[Entries from a dataset]
● ● ●

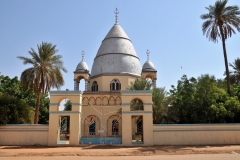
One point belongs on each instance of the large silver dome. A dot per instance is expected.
(82, 67)
(116, 55)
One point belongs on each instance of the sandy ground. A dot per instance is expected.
(107, 151)
(158, 157)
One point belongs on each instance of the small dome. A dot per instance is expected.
(148, 66)
(82, 67)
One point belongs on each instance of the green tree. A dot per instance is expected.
(219, 23)
(235, 74)
(161, 102)
(45, 72)
(14, 110)
(12, 87)
(199, 100)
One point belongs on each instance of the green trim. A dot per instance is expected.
(64, 112)
(26, 125)
(57, 105)
(23, 130)
(76, 104)
(54, 105)
(209, 124)
(65, 92)
(200, 130)
(136, 91)
(137, 112)
(147, 104)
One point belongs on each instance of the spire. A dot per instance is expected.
(116, 15)
(148, 52)
(83, 55)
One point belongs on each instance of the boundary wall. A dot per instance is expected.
(24, 134)
(196, 134)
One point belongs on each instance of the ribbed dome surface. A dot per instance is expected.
(82, 67)
(116, 55)
(148, 66)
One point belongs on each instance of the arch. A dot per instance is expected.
(118, 130)
(112, 101)
(136, 104)
(115, 85)
(94, 86)
(118, 101)
(65, 104)
(98, 101)
(85, 101)
(92, 101)
(105, 101)
(79, 78)
(150, 76)
(90, 122)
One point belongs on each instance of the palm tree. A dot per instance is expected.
(45, 72)
(219, 23)
(235, 74)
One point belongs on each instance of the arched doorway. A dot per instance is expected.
(92, 127)
(115, 127)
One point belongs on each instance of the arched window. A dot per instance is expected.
(114, 127)
(92, 127)
(115, 85)
(94, 86)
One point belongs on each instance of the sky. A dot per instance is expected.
(170, 30)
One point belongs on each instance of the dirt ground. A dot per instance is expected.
(103, 150)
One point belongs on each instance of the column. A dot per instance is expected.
(86, 85)
(154, 83)
(76, 85)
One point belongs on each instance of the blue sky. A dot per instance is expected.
(170, 29)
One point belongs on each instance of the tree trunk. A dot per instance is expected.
(37, 109)
(226, 61)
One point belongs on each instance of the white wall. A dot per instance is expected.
(24, 134)
(196, 134)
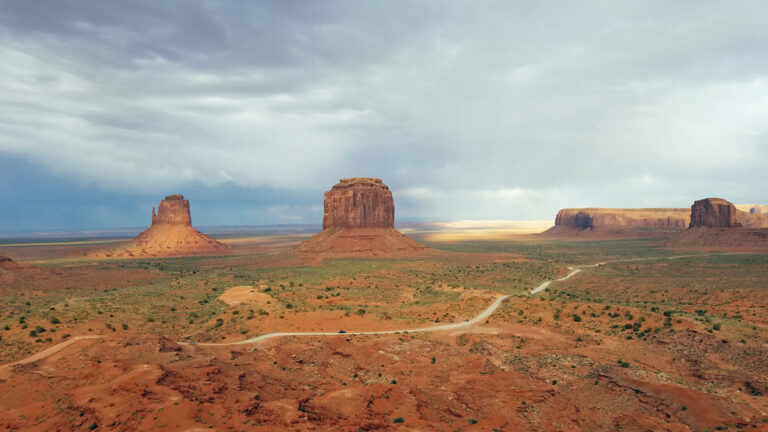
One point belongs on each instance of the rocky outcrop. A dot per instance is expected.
(713, 213)
(720, 213)
(754, 209)
(359, 220)
(598, 218)
(173, 210)
(359, 202)
(613, 222)
(171, 234)
(717, 224)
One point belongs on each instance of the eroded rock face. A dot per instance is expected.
(174, 210)
(606, 218)
(359, 220)
(714, 213)
(359, 202)
(171, 234)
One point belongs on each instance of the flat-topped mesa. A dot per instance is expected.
(713, 213)
(359, 220)
(173, 210)
(359, 202)
(171, 234)
(607, 218)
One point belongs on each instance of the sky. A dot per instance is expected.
(467, 110)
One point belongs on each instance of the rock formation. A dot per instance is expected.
(588, 222)
(717, 224)
(359, 202)
(359, 220)
(759, 209)
(720, 213)
(171, 234)
(713, 213)
(174, 210)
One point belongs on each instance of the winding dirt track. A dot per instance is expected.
(577, 269)
(5, 369)
(483, 315)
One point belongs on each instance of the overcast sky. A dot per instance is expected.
(468, 110)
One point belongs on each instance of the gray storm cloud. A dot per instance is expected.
(497, 109)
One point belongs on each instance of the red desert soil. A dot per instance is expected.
(171, 234)
(525, 367)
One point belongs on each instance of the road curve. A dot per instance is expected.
(6, 368)
(482, 316)
(577, 269)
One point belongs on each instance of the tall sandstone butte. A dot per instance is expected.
(359, 202)
(717, 224)
(359, 220)
(720, 213)
(171, 234)
(174, 210)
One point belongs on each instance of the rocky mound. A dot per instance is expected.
(608, 222)
(713, 213)
(171, 234)
(716, 224)
(759, 209)
(720, 213)
(359, 202)
(359, 220)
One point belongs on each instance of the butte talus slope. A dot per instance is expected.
(608, 222)
(359, 220)
(717, 224)
(171, 234)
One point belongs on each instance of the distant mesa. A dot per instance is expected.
(610, 222)
(758, 209)
(359, 220)
(718, 224)
(171, 234)
(713, 213)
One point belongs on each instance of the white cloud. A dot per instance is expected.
(499, 110)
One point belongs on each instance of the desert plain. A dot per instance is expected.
(643, 337)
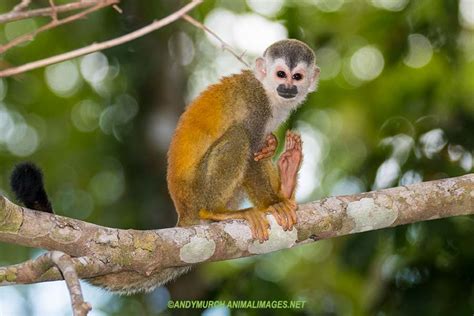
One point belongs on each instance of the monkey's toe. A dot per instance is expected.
(284, 213)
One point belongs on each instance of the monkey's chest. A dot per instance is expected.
(278, 116)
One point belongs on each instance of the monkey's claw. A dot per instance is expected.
(271, 143)
(284, 213)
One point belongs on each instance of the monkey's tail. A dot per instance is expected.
(26, 182)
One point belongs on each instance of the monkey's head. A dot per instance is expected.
(288, 70)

● ● ●

→ Task objective: Reproduce the entries above without change, omitting all pictures.

→ Solution to the problem:
One point belongs on each instance of the large silver dome. A dot per instance is expected.
(82, 67)
(116, 55)
One point belongs on each instance of the sandy ground. A dot per instance is expected.
(107, 151)
(158, 157)
One point belongs on each instance of the small dome. A dot per instance is expected.
(148, 66)
(82, 67)
One point belongs on each instance of the green tree. A dot per instance is expected.
(219, 23)
(235, 74)
(161, 102)
(45, 72)
(14, 110)
(12, 87)
(199, 100)
One point belongs on each instance of the green trim. A dot per instance is expected.
(64, 112)
(26, 125)
(57, 105)
(23, 130)
(76, 104)
(54, 105)
(209, 124)
(65, 92)
(200, 130)
(136, 91)
(137, 112)
(147, 104)
One point belongs on each instance of the spire. A dot per instance is expected.
(116, 15)
(148, 52)
(83, 55)
One point belongs on each instance of the boundary wall. A dot per instance is expected.
(24, 134)
(196, 134)
One point belongs on each instance of the ribbed dome surface. A dot per instance is expected.
(82, 67)
(116, 55)
(148, 66)
One point belongs on each instance of the arch. A dot per instance is expected.
(118, 130)
(112, 101)
(136, 104)
(115, 85)
(94, 86)
(118, 101)
(65, 104)
(98, 101)
(85, 101)
(92, 101)
(105, 101)
(79, 78)
(150, 76)
(90, 122)
One point belongs on each instance of the palm tree. A dot per instance is expected.
(45, 72)
(219, 23)
(235, 74)
One point belongs on each instance of the arched doorway. A dot per instance is expected.
(92, 127)
(115, 127)
One point belongs on each instance of the arched window. A dot per instance is expected.
(114, 127)
(92, 127)
(115, 85)
(94, 86)
One point belongs on each instance of the sky. A dot per instance is expected.
(170, 30)
One point belongs on each instance of the dirt ground. A dot per instance is expected.
(103, 150)
One point belongs on each instance of the column. A dot per instance is expected.
(86, 85)
(154, 83)
(76, 85)
One point belongs on each instance of the blue sky. A dot per instance is expected.
(170, 29)
One point belongs on each instance of the tree trunk. A dot per instance is expected.
(37, 109)
(226, 61)
One point belongs on each instance of the white wall. A dot per instance is expected.
(24, 134)
(196, 134)
One point belongs on each instance of the rocky outcrop. A dot per instance is expected.
(713, 213)
(720, 213)
(754, 209)
(359, 220)
(598, 218)
(173, 210)
(359, 202)
(613, 222)
(171, 234)
(717, 224)
One point belongs on each instance of the eroded rock face. A dot per instance is expected.
(174, 210)
(606, 218)
(359, 220)
(714, 213)
(359, 202)
(171, 234)
One point belongs on each instance of the flat-topped mesa. A dot per instance is expected.
(713, 213)
(359, 220)
(173, 210)
(359, 202)
(171, 234)
(607, 218)
One point belongs on each instance of the sky. A dot per instance is expected.
(467, 110)
One point belongs on each instance of the rock formation. A dot per instance is expected.
(588, 222)
(717, 224)
(359, 202)
(359, 220)
(759, 209)
(720, 213)
(171, 234)
(713, 213)
(174, 210)
One point belongs on each instance of the winding dirt track. A dot per instance is expected.
(577, 269)
(5, 369)
(483, 315)
One point belongs on each instance of the overcast sky. A dot per instance is expected.
(468, 110)
One point belongs on each instance of the gray storm cloud. A dot per instance is expected.
(497, 109)
One point belongs on each instance of the red desert soil. A dot per instance is expected.
(171, 234)
(525, 367)
One point belongs on each instance of the road curve. A dot per instance is expected.
(6, 368)
(482, 316)
(577, 269)
One point belongs on each instance of the tall sandstone butte. A dot per instance is expected.
(359, 202)
(717, 224)
(359, 220)
(720, 213)
(171, 234)
(174, 210)
One point belongs on each instance of the rocky mound. A dot per instance is expected.
(608, 222)
(713, 213)
(171, 234)
(716, 224)
(759, 209)
(720, 213)
(359, 202)
(359, 220)
One point belongs on each instance of the butte talus slope. A dot per instance is expected.
(608, 222)
(359, 220)
(717, 224)
(171, 234)
One point belongs on each instance of the distant mesa. A dot per instance is expected.
(610, 222)
(758, 209)
(359, 220)
(718, 224)
(171, 234)
(713, 213)
One point belongs on each instance of the white cloud. A dot per instance is expected.
(499, 110)
One point belongs on each instance of the desert plain. A dot per instance is expected.
(643, 337)
One point belongs on each instance of the monkey's toe. A dot per instance is expected.
(284, 213)
One point belongs on each instance of the monkey's chest. A dot per instance is expected.
(278, 116)
One point belongs on each instance of the monkey's claw. A dot per instance is expected.
(271, 143)
(284, 213)
One point belongs on each instance of the monkey's tail. A dot per instance is expected.
(26, 182)
One point belongs on each instance of the monkey's head. A dot per instance is expected.
(288, 70)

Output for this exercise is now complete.